[Rocks-Discuss] torque marks compute node as down

Kirk Peterson

unread,

Jan 4, 2012, 7:19:04 PM1/4/12

to Rocks-Discuss Rocks-Discuss List

Hi,

while the subject line is different, this is an update to my previous post on Dec. 18th. I've now upgraded my cluster to the latest Rocks 5.4.3 but still seem to have the same problem. Namely the torque pbs_server will periodically mark the compute node (this is only a 2-node cluster) as being down even though it seems to be pingable. The output in the pbs server log file always says something like:

01/04/2012 15:33:54;0004;PBS_Server;Svr;check_nodes;node compute-0-0 not detected in 177 seconds, marking node down

The offending compute node is a 4-way Opteron 6274 (4x16-core) box (Mercury RM206 server from Advanced HPC). The curious thing is how sporadic it is. While typing this email I just noticed that pbsnodes now reports the compute node as free.

Any suggestions for things to look into?

thanks in advance,

Kirk Peterson

Bart Brashers

unread,

Jan 4, 2012, 7:49:59 PM1/4/12

to Discussion of Rocks Clusters

Is the node under heavy load while this happens? If either the node or the FE is under very heavy load, then "pings" can get dropped. If enough of them drop, then the node gets marked as down. Perhaps the job(s) is writing so much output to the FE that it's saturating the interface, so "pings" are being dropped. And by "pings" I don't mean /bin/ping, but the call and response that pbs_server (on FE) and pbs_mom (on compute) do.

Like you say, eventually the job finishes and the node starts answering pings again, and get marked as "free" (not down). So the problem fixes itself. Is it only annoying to you, or does it affect other things (e.g. the next job doesn't start until the node is marked as "free", which takes 300 seconds)?

What sort of jobs are running when this happens? You might look at the logs in /opt/torque/*/logs when it's marked as down and see what is running, and who is running it. It may be the user is trying to awk lines from a 17 GB text file and pipe that to grep. Don't laugh, I've had users try that, and wonder what's wrong.

Bart Brashers

________________________________
This message contains information that may be confidential, privileged or otherwise protected by law from disclosure. It is intended for the exclusive use of the Addressee(s). Unless you are the addressee or authorized agent of the addressee, you may not review, copy, distribute or disclose to anyone the message or any information contained within. If you have received this message in error, please contact the sender by electronic reply to em...@environcorp.com and immediately delete all copies of the message.

Instruction 1: According to the forum thread, which Rocks release did Kirk Peterson upgrade his cluster to?
Instruction 2: Echo everything in the forum thread from "while the subject" down to "node as free.".
Instruction 3: In the forum thread, list each question Bart Brashers asks in his reply.
The lines further down come from a different source than the thread.

Available data:
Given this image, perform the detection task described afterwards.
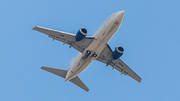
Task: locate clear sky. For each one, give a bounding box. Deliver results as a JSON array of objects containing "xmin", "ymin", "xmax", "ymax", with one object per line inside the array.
[{"xmin": 0, "ymin": 0, "xmax": 180, "ymax": 101}]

Right answer 1: Rocks 5.4.3

Right answer 2:
while the subject line is different, this is an update to my previous post on Dec. 18th. I've now upgraded my cluster to the latest Rocks 5.4.3 but still seem to have the same problem. Namely the torque pbs_server will periodically mark the compute node (this is only a 2-node cluster) as being down even though it seems to be pingable. The output in the pbs server log file always says something like:

01/04/2012 15:33:54;0004;PBS_Server;Svr;check_nodes;node compute-0-0 not detected in 177 seconds, marking node down

The offending compute node is a 4-way Opteron 6274 (4x16-core) box (Mercury RM206 server from Advanced HPC). The curious thing is how sporadic it is. While typing this email I just noticed that pbsnodes now reports the compute node as free.

Right answer 3:
- Is the node under heavy load while this happens?
- Is it only annoying to you, or does it affect other things (e.g. the next job doesn't start until the node is marked as "free", which takes 300 seconds)?
- What sort of jobs are running when this happens?